(Items stored from a collection)
[START]
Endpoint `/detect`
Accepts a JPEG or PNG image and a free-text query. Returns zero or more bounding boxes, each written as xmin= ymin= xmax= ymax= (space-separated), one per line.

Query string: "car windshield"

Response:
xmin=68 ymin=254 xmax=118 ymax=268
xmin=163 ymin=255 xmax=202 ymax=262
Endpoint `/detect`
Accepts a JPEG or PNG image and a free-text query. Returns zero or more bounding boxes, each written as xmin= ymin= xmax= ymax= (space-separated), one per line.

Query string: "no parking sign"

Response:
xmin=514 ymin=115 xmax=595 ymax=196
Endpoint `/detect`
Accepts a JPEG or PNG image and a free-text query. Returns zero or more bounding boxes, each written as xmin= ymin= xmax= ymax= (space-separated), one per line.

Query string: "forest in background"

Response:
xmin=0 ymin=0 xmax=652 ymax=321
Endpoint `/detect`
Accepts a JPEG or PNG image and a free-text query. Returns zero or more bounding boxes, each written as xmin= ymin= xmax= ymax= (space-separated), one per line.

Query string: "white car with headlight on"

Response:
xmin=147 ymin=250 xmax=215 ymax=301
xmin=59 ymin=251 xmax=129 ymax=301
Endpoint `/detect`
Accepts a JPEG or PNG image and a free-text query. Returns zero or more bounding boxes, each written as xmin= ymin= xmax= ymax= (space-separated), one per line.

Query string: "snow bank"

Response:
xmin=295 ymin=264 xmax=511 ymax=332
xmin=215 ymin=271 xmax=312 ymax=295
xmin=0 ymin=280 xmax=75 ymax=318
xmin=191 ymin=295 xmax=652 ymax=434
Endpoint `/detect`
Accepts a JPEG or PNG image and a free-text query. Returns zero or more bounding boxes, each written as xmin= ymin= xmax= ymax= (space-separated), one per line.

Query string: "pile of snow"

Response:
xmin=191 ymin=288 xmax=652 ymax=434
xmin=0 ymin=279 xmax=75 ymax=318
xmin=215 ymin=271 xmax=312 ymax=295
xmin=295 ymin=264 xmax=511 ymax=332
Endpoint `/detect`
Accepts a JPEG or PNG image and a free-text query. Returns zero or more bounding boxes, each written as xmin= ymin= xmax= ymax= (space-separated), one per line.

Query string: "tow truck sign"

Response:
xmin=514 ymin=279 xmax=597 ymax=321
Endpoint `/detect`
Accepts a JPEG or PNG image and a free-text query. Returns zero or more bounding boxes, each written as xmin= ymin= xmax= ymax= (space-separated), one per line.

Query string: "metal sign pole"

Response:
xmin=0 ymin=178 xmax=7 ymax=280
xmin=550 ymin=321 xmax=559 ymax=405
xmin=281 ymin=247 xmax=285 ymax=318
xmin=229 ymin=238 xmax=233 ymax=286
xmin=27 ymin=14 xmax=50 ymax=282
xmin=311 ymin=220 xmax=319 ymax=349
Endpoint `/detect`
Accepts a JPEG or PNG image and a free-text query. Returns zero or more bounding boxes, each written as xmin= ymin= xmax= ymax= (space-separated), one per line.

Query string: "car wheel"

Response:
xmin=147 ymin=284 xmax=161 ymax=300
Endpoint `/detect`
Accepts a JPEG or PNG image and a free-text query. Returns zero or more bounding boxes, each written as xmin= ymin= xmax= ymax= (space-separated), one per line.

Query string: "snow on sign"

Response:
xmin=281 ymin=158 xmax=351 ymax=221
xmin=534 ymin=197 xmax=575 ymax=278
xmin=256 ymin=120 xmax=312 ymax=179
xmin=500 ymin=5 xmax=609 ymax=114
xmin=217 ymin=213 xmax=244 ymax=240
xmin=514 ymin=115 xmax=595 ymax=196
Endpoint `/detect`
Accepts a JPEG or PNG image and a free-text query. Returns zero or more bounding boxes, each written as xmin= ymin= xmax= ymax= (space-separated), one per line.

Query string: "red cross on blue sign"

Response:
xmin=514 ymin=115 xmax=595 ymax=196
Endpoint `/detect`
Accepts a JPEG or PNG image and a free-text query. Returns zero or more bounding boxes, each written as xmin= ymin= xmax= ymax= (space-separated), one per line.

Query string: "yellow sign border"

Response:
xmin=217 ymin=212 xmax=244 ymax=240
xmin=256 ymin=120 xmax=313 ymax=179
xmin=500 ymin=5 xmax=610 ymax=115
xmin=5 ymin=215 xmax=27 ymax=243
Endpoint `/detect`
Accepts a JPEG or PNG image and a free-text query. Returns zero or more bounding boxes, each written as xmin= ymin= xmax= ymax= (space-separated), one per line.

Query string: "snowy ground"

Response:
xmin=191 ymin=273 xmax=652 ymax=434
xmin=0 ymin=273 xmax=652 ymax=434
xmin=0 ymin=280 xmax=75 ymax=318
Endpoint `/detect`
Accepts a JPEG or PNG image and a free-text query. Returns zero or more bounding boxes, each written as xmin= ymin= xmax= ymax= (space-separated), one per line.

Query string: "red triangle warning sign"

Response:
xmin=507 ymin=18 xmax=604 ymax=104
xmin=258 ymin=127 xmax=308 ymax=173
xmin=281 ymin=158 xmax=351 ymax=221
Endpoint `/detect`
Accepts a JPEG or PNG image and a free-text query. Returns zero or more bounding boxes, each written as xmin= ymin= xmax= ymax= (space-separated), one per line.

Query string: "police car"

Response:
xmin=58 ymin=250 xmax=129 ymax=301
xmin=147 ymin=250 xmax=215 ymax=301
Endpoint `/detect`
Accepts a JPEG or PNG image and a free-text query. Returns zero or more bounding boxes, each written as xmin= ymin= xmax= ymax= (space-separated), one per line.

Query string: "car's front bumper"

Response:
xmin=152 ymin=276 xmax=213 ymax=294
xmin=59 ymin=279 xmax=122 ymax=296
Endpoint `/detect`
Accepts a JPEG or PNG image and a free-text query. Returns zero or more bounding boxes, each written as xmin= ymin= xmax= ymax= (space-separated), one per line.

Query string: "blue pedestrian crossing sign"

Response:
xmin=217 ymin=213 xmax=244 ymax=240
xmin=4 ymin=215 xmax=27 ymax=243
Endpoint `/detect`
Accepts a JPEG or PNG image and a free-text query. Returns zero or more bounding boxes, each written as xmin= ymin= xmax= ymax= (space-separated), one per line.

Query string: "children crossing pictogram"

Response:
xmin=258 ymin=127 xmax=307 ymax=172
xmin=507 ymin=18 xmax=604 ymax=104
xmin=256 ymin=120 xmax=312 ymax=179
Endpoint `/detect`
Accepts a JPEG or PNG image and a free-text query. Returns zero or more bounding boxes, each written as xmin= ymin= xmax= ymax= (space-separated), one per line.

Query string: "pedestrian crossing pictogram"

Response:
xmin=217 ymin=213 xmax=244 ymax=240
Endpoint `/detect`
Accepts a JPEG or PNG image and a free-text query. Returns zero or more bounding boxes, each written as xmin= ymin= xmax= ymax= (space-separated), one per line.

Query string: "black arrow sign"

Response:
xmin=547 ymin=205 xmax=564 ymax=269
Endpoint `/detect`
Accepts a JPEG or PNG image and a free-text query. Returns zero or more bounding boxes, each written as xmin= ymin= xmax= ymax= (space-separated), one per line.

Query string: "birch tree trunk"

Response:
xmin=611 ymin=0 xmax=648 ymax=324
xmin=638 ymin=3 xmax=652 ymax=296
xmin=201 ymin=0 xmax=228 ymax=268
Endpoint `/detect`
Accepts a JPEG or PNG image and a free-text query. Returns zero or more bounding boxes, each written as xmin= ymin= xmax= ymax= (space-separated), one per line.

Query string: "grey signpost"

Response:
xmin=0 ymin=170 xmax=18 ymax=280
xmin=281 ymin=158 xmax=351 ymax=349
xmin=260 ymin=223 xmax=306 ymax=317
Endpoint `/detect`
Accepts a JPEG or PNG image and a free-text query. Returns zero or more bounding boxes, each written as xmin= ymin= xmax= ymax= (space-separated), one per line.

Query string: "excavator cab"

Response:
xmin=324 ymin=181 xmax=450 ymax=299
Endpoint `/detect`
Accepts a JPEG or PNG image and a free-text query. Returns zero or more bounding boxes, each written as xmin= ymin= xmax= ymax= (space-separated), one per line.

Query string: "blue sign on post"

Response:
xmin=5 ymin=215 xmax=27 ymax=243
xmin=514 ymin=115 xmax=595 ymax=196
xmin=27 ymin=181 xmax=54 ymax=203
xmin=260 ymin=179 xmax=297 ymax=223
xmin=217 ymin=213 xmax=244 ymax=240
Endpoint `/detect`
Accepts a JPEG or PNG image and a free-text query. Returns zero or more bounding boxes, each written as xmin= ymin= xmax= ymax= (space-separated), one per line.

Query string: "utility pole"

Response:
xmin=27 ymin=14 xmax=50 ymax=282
[END]
Quote, unchanged, the stretch of the listing that starts with its first line and ends with the line containing "xmin=163 ymin=255 xmax=202 ymax=262", with both of those lines included.

• Result of the exercise:
Endpoint `/detect`
Accepts a JPEG or PNG image and a free-text query. Returns zero or more bounding boxes, each written as xmin= ymin= xmax= ymax= (space-separated), one per line.

Query string: "car windshield"

Response:
xmin=68 ymin=254 xmax=118 ymax=268
xmin=163 ymin=255 xmax=202 ymax=262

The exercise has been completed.